• [PETUNJUK LATIHAN]: Tuliskan ulang dengan tepat bagian teks tentang Rumah Zero Waste, dimulai dari "Mungkin saja. Rumah" dan diakhiri dengan "10% sampah lain-lain.".

• [TEKS YANG DIBERIKAN]:
* * * * * * *

Bandung -Ditemani matahari pagi
yang menyehatkan, tim trainer beserta staf dan relawan dari YPBB(Yayasan Pengenmbangan Biosains dan Bioteknologi) melakukan kunjungan ke rumah Supardiyono Sobirin di jalan Alfa 92 Cigadung
(Sabtu,24/3/2012).
“Selamat datang di rumah saya,
Rumah Zero Waste,” sambut bapak Sobirin menyambut kedatangan rombongan tim trainer, staf, dan relawan dari
YPBB yang ingin mengetahui bagaimana keluarga beliau mengolah sampah rumah tangga yang dihasilkan.
Suparyono Sobirin, pemilik rumah 'zero waste' |
Ternyata kali ini bukan YPBB saja
yang melakukan kunjungan, di halaman depan rumah Sobirin telah berkumpul pula perwakilan warga
dari desa cilengkrang yang diteman oleh bapak camatnya. Tujuan kedatangan
mereka adalah untuk belajar untuk tentang pengelolaan sampah skala rumah
tangga.
Berkaitan dengan Rumah Zero Waste,
bapak Sobirin menjelaskan semenjak empat tahun lalu beliau menganut prinsip
“Zero Waste” yang beliau aplikasikan mulai dari rumah beliau sendiri dan
berlanjut menulari warga -warga disekitar . “Rumah Zero Waste”yang berarti
rumah yang sama sekali tidak menghasilkan sampah.
Apakah itu mungkin terjadi?
Mungkin saja. Rumah Zero Waste bermula dengan
pemisahan sampah. Menurut Sobirin, sampah rumah tangga yang dihasilkannya
sekitar 60% berupa sampah organik ──persentase ini tidak selalu tetap,
dapat berubah setiap harinya──, 40% sampah lain yang terbagi lagi
atas: 20% sampah plastik; 10% sampah
kertas; dan 10% sampah lain-lain.
Setelah dilakukan pemisahan sampah, tahap selanjutnya pengolahan dan
pemanfaatan. Untuk sampah plastik, dilakukan pemilahan antara botol dan plastik
bekas makanan. Sampah yang telah dipilah di cuci hingga bersih. Untuk
botol-botol diberikan pada pemulung dan plastik bekas makanan dapat dikreasikan
menjadi kerajinan tangan.
Sampah organik… Untuk jenis sampah
yang satu ini, Pak Sobirin mengolahnya dengan beberapa metode. Untuk sampah
basah seperti peuyeum,bongkol pisang,
kencing serta kotoran kelinci diolah menjadi mol (pupuk cair). Ada tiga jenis mol
yang diproduksi oleh bapak Sobirin dipekarangan rumahnya yaitu mol peuyeum ( membantu
pengomposan sampah dan mempercepat pembentukkan buah), mol air kencing kelinci
(mempercepat pembentukkan buah dan
pertumbuhan daun), dan mol bongkol pisang (mempercepat pembentukkan buah
dan pertumbuhan daun). Untuk membuat mol
diperlukan ¾ dari volume tempat untuk
air, satu kilogram gula, enam gelas air kelapa, serta satu kilogram bahan baku.

* * * * * * *

• [DATA YANG DIBERIKAN]:
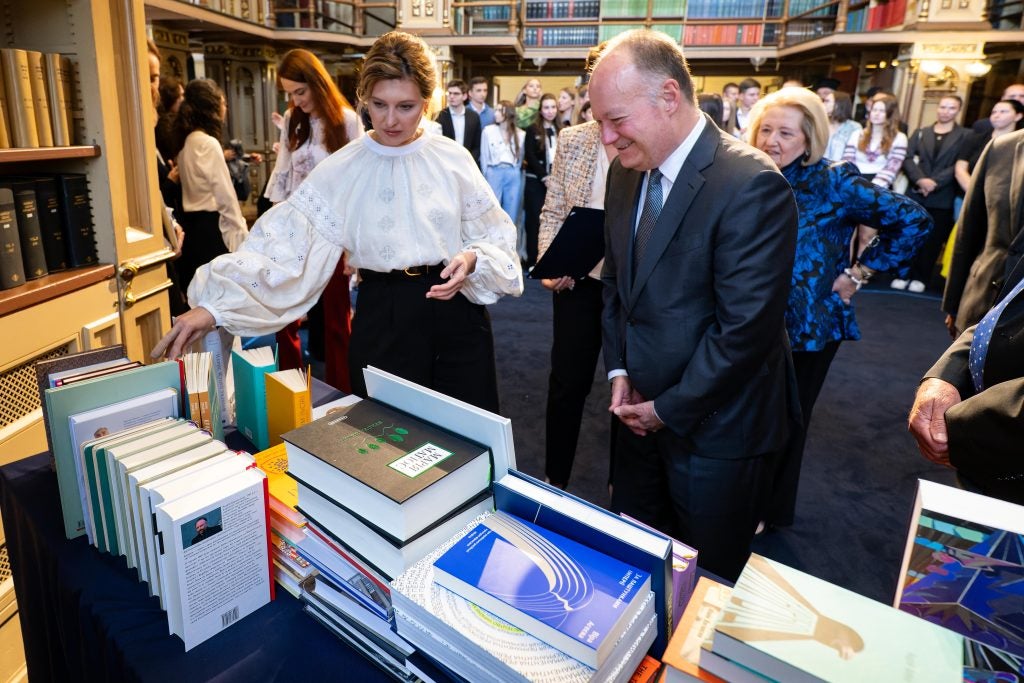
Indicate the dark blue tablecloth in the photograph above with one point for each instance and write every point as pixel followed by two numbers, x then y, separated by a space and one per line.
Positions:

* * * * * * *

• [JAWABAN LATIHAN]:
Mungkin saja. Rumah Zero Waste bermula dengan
pemisahan sampah. Menurut Sobirin, sampah rumah tangga yang dihasilkannya
sekitar 60% berupa sampah organik ──persentase ini tidak selalu tetap,
dapat berubah setiap harinya──, 40% sampah lain yang terbagi lagi
atas: 20% sampah plastik; 10% sampah
kertas; dan 10% sampah lain-lain.